## TEXT PROVIDED
Posts with «matter and interactions» label

Physics Lab 2

The Physics Lab 1 post described a first experiment using ultrasonic rangefinders.  The students have not really done the Wikipedia-style writeup of how an ultrasonic rangefinder works that I wanted.  I’m not sure whether to push for that or to let it slide—it is important to develop technical reading and writing skills, but they have not yet gotten to the point in the physics course where they could actually derive the speed of sound equation.  The speed of sound in a gas is only vaguely referred to in Chapter 12 of Matter and Interactions, though there is quite a bit on the speed of sound in a solid.

I ended up buying two different ultrasonic rangefinders:

Both of these rangefinders provide a pulse-width output that can be measured with the Arduino pulseIn function call.  The measurement is provided in microseconds, but seems to have a slightly coarser resolution, with measurements spaced about 5 microseconds apart.  To convert round-trip time into round-trip distance, we have to multiply the time in seconds by the speed of sound in meters/second.

## DATASET ROWS

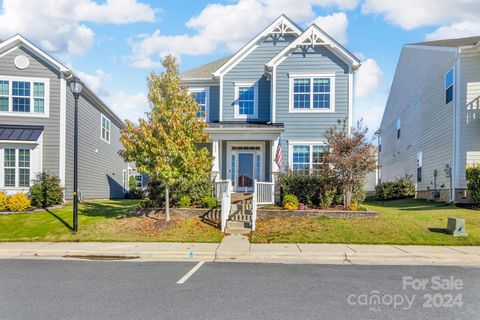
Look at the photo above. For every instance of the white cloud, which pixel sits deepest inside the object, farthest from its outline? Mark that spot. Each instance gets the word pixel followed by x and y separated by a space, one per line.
pixel 411 14
pixel 115 11
pixel 456 30
pixel 368 78
pixel 58 25
pixel 230 26
pixel 96 81
pixel 130 106
pixel 335 25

## EXERCISES
1 > Name every unit of measurement that appears in the rangefinder post.
2 > Repeat the record word for word, point lines included, and leave the picture out.

## RESPONSE LIST
1 > microseconds, seconds, meters/second

2 >
Look at the photo above. For every instance of the white cloud, which pixel sits deepest inside the object, farthest from its outline? Mark that spot. Each instance gets the word pixel followed by x and y separated by a space, one per line.
pixel 411 14
pixel 115 11
pixel 456 30
pixel 368 78
pixel 58 25
pixel 230 26
pixel 96 81
pixel 130 106
pixel 335 25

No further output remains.